**Brief A**
In the Vitrage-Congress mailing-list thread, replace "polling" with "periodic querying" and write out the passage from "In addition, I" up to and including "receive the data.".
**Brief B**
Extend the Vitrage-Congress mailing-list thread, picking up right after its last sentence.

**Page excerpt**
--- Begin ---
[openstack-dev] [vitrage] [congress] Vitrage-Congress Collaboration

Weyl, Alexey (Nokia - IL) alexey.weyl at nokia.com
Tue May 10 11:00:33 UTC 2016


Hi Masahito,

In addition, I wanted to add that the reason Congress needs to get the data from Vitrage by a pushing mechanism and not via polling, is so there won't be a delay from when the event occurs and when Congress receives it. Using polling, it will take a number of seconds (the polling interval time, 30 seconds by default) until Congress will receive the data.

The reason of course why we need it, is to make the whole process work much faster, and be consistent with other projects such as OPNFV Doctor (that wants events to happen in less than 1 second).

Alexey

> -----Original Message-----
> From: Weyl, Alexey (Nokia - IL) [mailto:alexey.weyl at nokia.com]
> Sent: Tuesday, May 10, 2016 1:45 PM
> To: OpenStack Development Mailing List (not for usage questions)
> Subject: Re: [openstack-dev] [vitrage] [congress] Vitrage-Congress
> Collaboration
> 
> Hi Masahito,
> 
> Thanks for your question.
> 
> There are two main reasons why we need to get alarms from Vitrage
> initially.
> 
> First, there are alarms that Vitrage generates ("deduced alarms") based
> on its user-defined templates and topology. Also, there are alarms that
> come from external sources outside of OpenStack, which Aodh and other
> projects do not hold. This information could also be valuable for
> Congress regardless of the RCA functionality.
> 
> Second, since Vitrage retrieves alarms from multiple sources, the RCA
> API takes as input the Vitrage-Id of the alarm. To know what that ID
> is, you will need to first get the Alarms from Vitrage.
> 
> Does this make sense? Would there be a different flow you think could
> work?
> 
> Best Regards,
> Alexey
> 
> > -----Original Message-----
> > From: Masahito MUROI [mailto:muroi.masahito at lab.ntt.co.jp]
> > Sent: Tuesday, May 10, 2016 11:00 AM
> > To: openstack-dev at lists.openstack.org
> > Subject: Re: [openstack-dev] [vitrage] [congress] Vitrage-Congress
> > Collaboration
> >
> > Hi Alexey,
> >
> > This use case sounds interesting. To be clarified it, I have a
> > question.
> >
> > On 2016/05/10 0:17, Weyl, Alexey (Nokia - IL) wrote:
> > > Hi Tim,
> > >
> > > I agree – creating a datasource from Vitrage to Congress is the
> > > first step, and we should have some concrete use case in mind to
> > > help guide this process.
> > >
> > > The most straightforward use case I would suggest is when there is
> a
> > > problem on an instance that is caused by some problem on the
> > > physical host. Then:
> > >
> > > ·Vitrage will notify about an alarm on the instance, which Congress
> > > will receive
> > >
> > Why does Congress need to receive the alarm?  DataSouce Driver pulls
> > data from Vitrage, so it looks like Congress should only pull the
> > cause of the failure from Vitrage.
--- End ---
**Collected material**
--- Begin ---
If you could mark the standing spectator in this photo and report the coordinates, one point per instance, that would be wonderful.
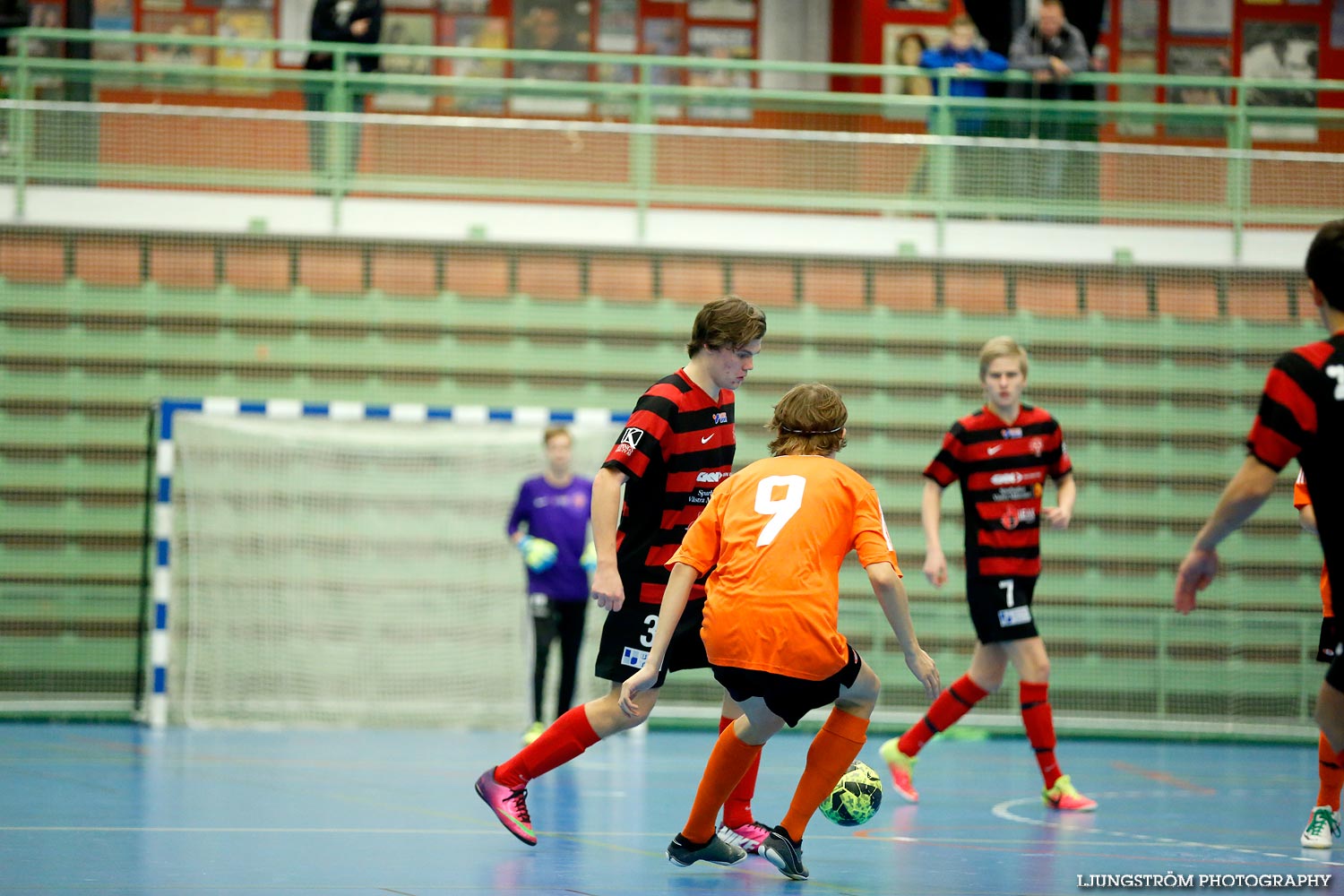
--- End ---
**Task response A**
In addition, I wanted to add that the reason Congress needs to get the data from Vitrage by a pushing mechanism and not via periodic querying, is so there won't be a delay from when the event occurs and when Congress receives it. Using periodic querying, it will take a number of seconds (the periodic querying interval time, 30 seconds by default) until Congress will receive the data.

**Task response B**
> >
> > Best regards,
> > Masahito
> >
> > > ·Congress can then call the Vitrage RCA API. The response will
> state
> > > that the cause of the instance alarm is the host alarm.
> > >
> > > ·Congress policy can define that in such a case, the instance
> should
> > > be migrated to (or healed on) a different physical host
> > >
> > > Does this seem like a good first step for you?
> > >
> > > Thanks,
> > >
> > > Alexey
> > >
> > > *From:*Tim Hinrichs [mailto:tim at styra.com]
> > > *Sent:* Saturday, May 07, 2016 2:43 AM
> > > *To:* OpenStack Development Mailing List (not for usage questions)
> > > *Subject:* Re: [openstack-dev] [vitrage] [congress] Vitrage-
> Congress
> > > Collaboration
> > >
> > > Hi Alexey,
> > >
> > > Thanks for the overview of how you see a Congress-Vitrage
> > > integration being valuable.
> > >
> > > I'd imagine that the right first step in this integration would be
> > > creating a new datasource driver within Congress to pull data from
> > > Vitrage.  It doesn't need to pull all the data in your list to
> > > start, but enough so that we can try writing policy over that data.
> > > It's helpful to have a policy in mind that you want to write and
> > > then set up the datasource driver to grab enough of the Vitrage
> data
> > > to write that policy.  Here are the relevant docs.
> > >
> > > Datasource drivers
> > >
> > > http://docs.openstack.org/developer/congress/cloudservices.html
> > >
> > > Writing policy
> > >
> > > http://docs.openstack.org/developer/congress/policy.html
> > >
> > > Let me know if you have any questions,
> > >
> > > Tim
> > >
> > > On Wed, May 4, 2016 at 11:51 PM Weyl, Alexey (Nokia - IL)
> > > <alexey.weyl at nokia.com <mailto:alexey.weyl at nokia.com>> wrote:
> > >
> > >     Hi to all Vitrage and Congress contributors,
> > >
> > >     We had a good introduction meeting in Austin and we (Vitrage)
> > think
> > >     that we can have a good collaboration between the projects.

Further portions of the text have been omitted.